═══ DOCUMENT EXCERPT

As head coach of a German national team with Dirk Nowitzki that competed at the 2015 European Championships, Chris Fleming has led big moments before.
Still, Sunday night proved special.
“It’s pretty humbling to have a chance to coach the Bulls,” Fleming said.
With Billy Donovan in the league’s health and safety protocols, Fleming is the Chicago Bulls’ acting head coach for the foreseeable future. His run, however long it lasts, started in victorious fashion as the Bulls moved 10 games over .500 for the first time since Jan. 7, 2016, with a 113-105 victory over the Pacers.
In typical Fleming fashion, he did his best to deflect the spotlight.
“Obviously, it’s very different. I’ve never coached an NBA game before. But I think our staff was really locked in,” Fleming said. “(Assistant) Josh (Longstaff) had the scout, did a great job handling that. (Assistant) Mo (Cheeks) has been there a ton before. I thought his guidance was really, really important for me.”
Fleming also credited Donovan, who is spending his time in quarantine working, attending every coaches’ meeting via Zoom.
“Billy is probably the most competitive guy I’ve been around. He wants to be here. He really helped our staff,” Fleming said. “He said, ‘I’m here if you need me. You guys just go ahead and coach and help these guys win.’ I think his support was really important.”
Still, once the rotational plan is set and the gameplan drawn up and the pick-and-roll coverages decided upon, the ball is tipped. And in-game decisions happen.
Fleming, the lone holdover from Jim Boylen's staff kept by Donovan and the new management team, leaned on experience. This is his seventh year as an NBA assistant. But prior to that, he earned a Coach of the Year honor while directing Brose Bamberg to four German League championships, not to mention that German national team experience.

══════
═══ GIVEN DATA

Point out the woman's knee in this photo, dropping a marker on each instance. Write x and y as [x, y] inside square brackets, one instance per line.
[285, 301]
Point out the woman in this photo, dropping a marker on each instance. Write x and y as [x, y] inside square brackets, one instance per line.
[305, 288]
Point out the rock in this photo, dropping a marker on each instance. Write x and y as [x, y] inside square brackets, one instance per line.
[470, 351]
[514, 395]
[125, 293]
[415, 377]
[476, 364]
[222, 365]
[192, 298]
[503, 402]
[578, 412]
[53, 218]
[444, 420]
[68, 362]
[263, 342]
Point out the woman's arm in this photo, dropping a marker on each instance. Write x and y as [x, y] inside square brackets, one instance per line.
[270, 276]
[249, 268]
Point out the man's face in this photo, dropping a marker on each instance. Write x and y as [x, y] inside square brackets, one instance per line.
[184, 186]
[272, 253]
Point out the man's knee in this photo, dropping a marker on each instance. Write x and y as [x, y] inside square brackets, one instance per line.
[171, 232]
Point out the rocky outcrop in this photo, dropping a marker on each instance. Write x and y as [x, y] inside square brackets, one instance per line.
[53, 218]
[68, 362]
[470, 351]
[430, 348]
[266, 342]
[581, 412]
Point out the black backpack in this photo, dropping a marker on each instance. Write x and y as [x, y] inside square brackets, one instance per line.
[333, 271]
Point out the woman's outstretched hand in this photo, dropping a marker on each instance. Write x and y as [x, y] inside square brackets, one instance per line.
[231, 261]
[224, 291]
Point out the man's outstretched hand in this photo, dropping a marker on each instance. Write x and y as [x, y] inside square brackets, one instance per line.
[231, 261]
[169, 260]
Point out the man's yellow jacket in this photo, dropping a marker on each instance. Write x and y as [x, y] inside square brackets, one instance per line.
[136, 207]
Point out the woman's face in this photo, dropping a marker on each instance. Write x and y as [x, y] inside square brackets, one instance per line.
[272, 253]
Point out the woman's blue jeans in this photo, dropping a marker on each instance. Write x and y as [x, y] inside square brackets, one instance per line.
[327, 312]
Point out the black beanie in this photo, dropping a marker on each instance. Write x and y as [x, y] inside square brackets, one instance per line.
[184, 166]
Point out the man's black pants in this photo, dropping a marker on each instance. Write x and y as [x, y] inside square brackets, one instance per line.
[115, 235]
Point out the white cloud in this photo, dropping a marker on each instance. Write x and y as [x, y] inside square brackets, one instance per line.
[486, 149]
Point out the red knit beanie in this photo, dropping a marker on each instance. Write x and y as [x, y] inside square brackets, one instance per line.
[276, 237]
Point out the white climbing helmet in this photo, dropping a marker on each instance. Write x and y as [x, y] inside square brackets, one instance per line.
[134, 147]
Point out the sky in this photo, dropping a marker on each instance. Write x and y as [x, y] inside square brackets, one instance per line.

══════

TASKS TO COMPLETE:
A. Retype the part of the Chris Fleming article between "In typical Fleming" and "meeting via Zoom.", inclusive.
B. Answer these questions using the Chris Fleming article:
(i) What was the final score of the Bulls' win over the Pacers?
(ii) How many German League championships did Fleming direct Brose Bamberg to?
(iii) Which year as an NBA assistant is this for Fleming?
The items have nothing to do with the article on Chris Fleming.

THE SOLUTIONS:
A.
In typical Fleming fashion, he did his best to deflect the spotlight.
“Obviously, it’s very different. I’ve never coached an NBA game before. But I think our staff was really locked in,” Fleming said. “(Assistant) Josh (Longstaff) had the scout, did a great job handling that. (Assistant) Mo (Cheeks) has been there a ton before. I thought his guidance was really, really important for me.”
Fleming also credited Donovan, who is spending his time in quarantine working, attending every coaches’ meeting via Zoom.

B.
(i) 113-105
(ii) Four
(iii) His seventh